[Brief] Reproduce each line of the listing exactly.

(Labeling and segmentation records)
....
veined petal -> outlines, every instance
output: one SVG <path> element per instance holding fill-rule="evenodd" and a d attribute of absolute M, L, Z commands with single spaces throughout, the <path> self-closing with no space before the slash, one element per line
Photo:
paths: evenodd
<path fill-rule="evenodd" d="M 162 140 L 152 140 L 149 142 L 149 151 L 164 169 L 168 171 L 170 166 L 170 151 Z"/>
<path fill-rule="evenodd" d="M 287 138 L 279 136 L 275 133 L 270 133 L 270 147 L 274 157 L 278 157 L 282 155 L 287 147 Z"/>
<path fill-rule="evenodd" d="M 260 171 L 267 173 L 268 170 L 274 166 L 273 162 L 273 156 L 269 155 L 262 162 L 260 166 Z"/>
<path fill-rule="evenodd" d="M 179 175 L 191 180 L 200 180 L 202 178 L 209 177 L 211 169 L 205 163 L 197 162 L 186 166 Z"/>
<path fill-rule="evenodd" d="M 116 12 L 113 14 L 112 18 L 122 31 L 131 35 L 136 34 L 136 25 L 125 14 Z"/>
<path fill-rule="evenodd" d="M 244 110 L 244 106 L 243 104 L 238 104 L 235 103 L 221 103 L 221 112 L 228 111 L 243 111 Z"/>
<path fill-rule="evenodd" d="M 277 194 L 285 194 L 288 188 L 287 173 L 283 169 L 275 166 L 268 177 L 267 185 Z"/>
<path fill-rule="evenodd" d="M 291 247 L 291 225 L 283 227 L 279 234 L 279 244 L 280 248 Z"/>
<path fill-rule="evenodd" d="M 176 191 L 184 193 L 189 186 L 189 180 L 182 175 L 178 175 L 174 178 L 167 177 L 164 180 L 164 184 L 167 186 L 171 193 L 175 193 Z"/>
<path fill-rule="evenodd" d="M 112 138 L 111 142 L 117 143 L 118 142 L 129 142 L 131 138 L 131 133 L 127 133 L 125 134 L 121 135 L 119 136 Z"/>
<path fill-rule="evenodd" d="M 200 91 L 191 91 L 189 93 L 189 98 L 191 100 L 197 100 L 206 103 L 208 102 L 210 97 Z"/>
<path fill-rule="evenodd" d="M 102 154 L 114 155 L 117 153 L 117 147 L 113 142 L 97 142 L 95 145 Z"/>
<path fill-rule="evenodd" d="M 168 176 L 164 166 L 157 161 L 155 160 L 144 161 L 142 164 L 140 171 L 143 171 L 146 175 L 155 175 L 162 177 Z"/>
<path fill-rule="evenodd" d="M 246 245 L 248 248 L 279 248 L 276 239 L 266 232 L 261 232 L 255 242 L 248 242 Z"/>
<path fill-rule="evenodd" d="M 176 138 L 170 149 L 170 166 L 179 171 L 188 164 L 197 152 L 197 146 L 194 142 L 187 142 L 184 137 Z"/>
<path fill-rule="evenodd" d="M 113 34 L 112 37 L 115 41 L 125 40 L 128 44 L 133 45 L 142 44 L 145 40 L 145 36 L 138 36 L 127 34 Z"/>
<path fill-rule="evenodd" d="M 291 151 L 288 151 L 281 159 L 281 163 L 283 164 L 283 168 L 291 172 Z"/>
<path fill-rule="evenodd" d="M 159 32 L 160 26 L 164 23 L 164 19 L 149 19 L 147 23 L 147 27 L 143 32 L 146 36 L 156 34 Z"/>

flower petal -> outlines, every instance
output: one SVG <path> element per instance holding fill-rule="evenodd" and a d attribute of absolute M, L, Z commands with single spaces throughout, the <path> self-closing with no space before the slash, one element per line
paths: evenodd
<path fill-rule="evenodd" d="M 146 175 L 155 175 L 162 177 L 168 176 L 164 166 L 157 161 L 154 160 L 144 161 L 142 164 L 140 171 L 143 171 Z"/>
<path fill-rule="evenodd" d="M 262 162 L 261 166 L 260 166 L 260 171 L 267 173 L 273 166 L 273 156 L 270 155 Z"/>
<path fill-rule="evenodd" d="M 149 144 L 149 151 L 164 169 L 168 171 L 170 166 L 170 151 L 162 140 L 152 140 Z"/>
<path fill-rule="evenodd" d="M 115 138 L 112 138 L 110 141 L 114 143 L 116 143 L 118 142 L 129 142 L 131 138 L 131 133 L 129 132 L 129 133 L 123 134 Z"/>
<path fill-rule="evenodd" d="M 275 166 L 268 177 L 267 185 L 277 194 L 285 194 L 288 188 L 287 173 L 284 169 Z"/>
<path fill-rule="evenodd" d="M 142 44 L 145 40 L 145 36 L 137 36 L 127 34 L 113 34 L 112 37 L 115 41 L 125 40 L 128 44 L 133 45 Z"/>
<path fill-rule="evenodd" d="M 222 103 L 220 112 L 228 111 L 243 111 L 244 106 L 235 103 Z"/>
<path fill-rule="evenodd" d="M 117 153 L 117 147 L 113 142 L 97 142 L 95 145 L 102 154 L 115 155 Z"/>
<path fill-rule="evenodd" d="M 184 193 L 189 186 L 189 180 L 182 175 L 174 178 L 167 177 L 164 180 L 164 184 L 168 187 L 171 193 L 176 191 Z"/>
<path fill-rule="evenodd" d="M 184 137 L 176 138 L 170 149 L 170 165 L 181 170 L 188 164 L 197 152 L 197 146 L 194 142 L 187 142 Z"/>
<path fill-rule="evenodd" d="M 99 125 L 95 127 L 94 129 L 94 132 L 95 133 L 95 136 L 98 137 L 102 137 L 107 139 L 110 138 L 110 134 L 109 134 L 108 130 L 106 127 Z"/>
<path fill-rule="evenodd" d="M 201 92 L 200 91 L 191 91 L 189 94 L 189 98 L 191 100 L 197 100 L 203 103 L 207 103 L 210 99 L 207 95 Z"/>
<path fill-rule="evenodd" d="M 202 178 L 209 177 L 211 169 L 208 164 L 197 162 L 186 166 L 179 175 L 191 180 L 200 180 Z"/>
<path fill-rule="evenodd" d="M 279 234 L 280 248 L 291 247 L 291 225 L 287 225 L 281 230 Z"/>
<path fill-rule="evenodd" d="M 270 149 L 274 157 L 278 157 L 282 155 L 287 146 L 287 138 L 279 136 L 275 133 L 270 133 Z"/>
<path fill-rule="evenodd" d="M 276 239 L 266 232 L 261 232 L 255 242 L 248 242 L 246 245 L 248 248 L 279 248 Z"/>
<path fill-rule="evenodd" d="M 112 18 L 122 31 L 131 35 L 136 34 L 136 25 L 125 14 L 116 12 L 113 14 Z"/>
....
[Output]
veined petal -> outlines, every instance
output: one SVG <path> element per instance holding fill-rule="evenodd" and a d attribute of absolute M, L, Z commands with single spaces throughout, the <path> self-closing with no space before the slash, one element per line
Photo:
paths: evenodd
<path fill-rule="evenodd" d="M 162 140 L 152 140 L 149 142 L 149 151 L 164 169 L 168 171 L 170 166 L 170 151 Z"/>
<path fill-rule="evenodd" d="M 287 138 L 279 136 L 275 133 L 270 133 L 270 147 L 274 157 L 278 157 L 282 155 L 287 147 Z"/>
<path fill-rule="evenodd" d="M 260 171 L 267 173 L 268 170 L 274 166 L 273 162 L 273 156 L 269 155 L 262 162 L 260 166 Z"/>
<path fill-rule="evenodd" d="M 179 175 L 191 180 L 200 180 L 202 178 L 209 177 L 211 169 L 205 163 L 197 162 L 186 166 Z"/>
<path fill-rule="evenodd" d="M 116 12 L 113 14 L 112 18 L 122 31 L 131 35 L 136 34 L 136 25 L 125 14 Z"/>
<path fill-rule="evenodd" d="M 244 110 L 244 106 L 243 104 L 238 104 L 235 103 L 221 103 L 221 112 L 228 111 L 243 111 Z"/>
<path fill-rule="evenodd" d="M 277 194 L 285 194 L 288 188 L 287 173 L 283 169 L 275 166 L 268 177 L 267 185 Z"/>
<path fill-rule="evenodd" d="M 291 247 L 291 225 L 283 227 L 279 234 L 279 244 L 280 248 Z"/>
<path fill-rule="evenodd" d="M 176 191 L 184 193 L 189 186 L 189 180 L 182 175 L 178 175 L 174 178 L 167 177 L 164 180 L 164 184 L 167 186 L 171 193 L 175 193 Z"/>
<path fill-rule="evenodd" d="M 112 138 L 111 142 L 117 143 L 118 142 L 129 142 L 131 138 L 131 133 L 127 133 L 125 134 L 121 135 L 119 136 Z"/>
<path fill-rule="evenodd" d="M 200 91 L 191 91 L 189 93 L 189 98 L 191 100 L 197 100 L 206 103 L 208 102 L 210 97 Z"/>
<path fill-rule="evenodd" d="M 102 154 L 114 155 L 117 153 L 117 147 L 113 142 L 97 142 L 95 145 Z"/>
<path fill-rule="evenodd" d="M 168 176 L 164 166 L 157 161 L 155 160 L 144 161 L 142 164 L 140 171 L 143 171 L 146 175 L 155 175 L 162 177 Z"/>
<path fill-rule="evenodd" d="M 246 245 L 248 248 L 279 248 L 276 239 L 266 232 L 261 232 L 255 242 L 248 242 Z"/>
<path fill-rule="evenodd" d="M 176 138 L 170 149 L 170 166 L 179 171 L 188 164 L 197 152 L 197 146 L 194 142 L 187 142 L 184 137 Z"/>
<path fill-rule="evenodd" d="M 113 34 L 112 37 L 115 41 L 125 40 L 128 44 L 133 45 L 142 44 L 145 40 L 145 36 L 138 36 L 127 34 Z"/>
<path fill-rule="evenodd" d="M 291 151 L 288 151 L 281 159 L 281 163 L 283 164 L 283 168 L 291 172 Z"/>
<path fill-rule="evenodd" d="M 159 32 L 160 26 L 164 23 L 164 19 L 149 19 L 147 23 L 147 27 L 143 32 L 146 36 L 156 34 Z"/>

flower petal -> outlines, every instance
output: one SVG <path> element per instance holding fill-rule="evenodd" and a d attribute of absolute M, L, Z commands with single spaces throughout, the <path> self-closing with no space before the slash, one element per line
paths: evenodd
<path fill-rule="evenodd" d="M 146 175 L 155 175 L 162 177 L 168 176 L 164 166 L 157 161 L 154 160 L 144 161 L 142 164 L 140 171 L 143 171 Z"/>
<path fill-rule="evenodd" d="M 262 162 L 261 166 L 260 166 L 260 171 L 267 173 L 273 166 L 273 156 L 270 155 Z"/>
<path fill-rule="evenodd" d="M 149 144 L 149 151 L 164 169 L 168 171 L 170 166 L 170 151 L 162 140 L 152 140 Z"/>
<path fill-rule="evenodd" d="M 115 138 L 112 138 L 110 141 L 114 143 L 116 143 L 118 142 L 129 142 L 131 138 L 131 133 L 129 132 L 129 133 L 123 134 Z"/>
<path fill-rule="evenodd" d="M 275 166 L 268 177 L 267 185 L 277 194 L 285 194 L 288 188 L 287 173 L 284 169 Z"/>
<path fill-rule="evenodd" d="M 142 44 L 145 40 L 145 36 L 137 36 L 127 34 L 113 34 L 112 37 L 115 41 L 125 40 L 128 44 L 133 45 Z"/>
<path fill-rule="evenodd" d="M 222 103 L 220 112 L 228 111 L 243 111 L 244 106 L 235 103 Z"/>
<path fill-rule="evenodd" d="M 117 153 L 117 147 L 113 142 L 97 142 L 95 145 L 102 154 L 115 155 Z"/>
<path fill-rule="evenodd" d="M 184 193 L 189 186 L 189 180 L 182 175 L 174 178 L 167 177 L 164 180 L 164 184 L 168 187 L 171 193 L 176 191 Z"/>
<path fill-rule="evenodd" d="M 184 137 L 176 138 L 170 149 L 170 165 L 181 170 L 188 164 L 197 152 L 197 146 L 194 142 L 187 142 Z"/>
<path fill-rule="evenodd" d="M 99 125 L 95 127 L 94 129 L 94 132 L 95 133 L 95 136 L 98 137 L 102 137 L 107 139 L 110 138 L 110 134 L 109 134 L 108 130 L 106 127 Z"/>
<path fill-rule="evenodd" d="M 201 92 L 200 91 L 191 91 L 189 94 L 189 98 L 191 100 L 197 100 L 203 103 L 207 103 L 210 99 L 207 95 Z"/>
<path fill-rule="evenodd" d="M 202 178 L 209 177 L 211 169 L 208 164 L 197 162 L 186 166 L 179 175 L 191 180 L 200 180 Z"/>
<path fill-rule="evenodd" d="M 279 234 L 280 248 L 291 247 L 291 225 L 287 225 L 281 230 Z"/>
<path fill-rule="evenodd" d="M 270 149 L 274 157 L 278 157 L 282 155 L 287 146 L 287 138 L 279 136 L 275 133 L 270 133 Z"/>
<path fill-rule="evenodd" d="M 276 239 L 266 232 L 261 232 L 255 242 L 248 242 L 246 245 L 248 248 L 279 248 Z"/>
<path fill-rule="evenodd" d="M 112 18 L 122 31 L 131 35 L 136 34 L 136 25 L 125 14 L 116 12 L 113 14 Z"/>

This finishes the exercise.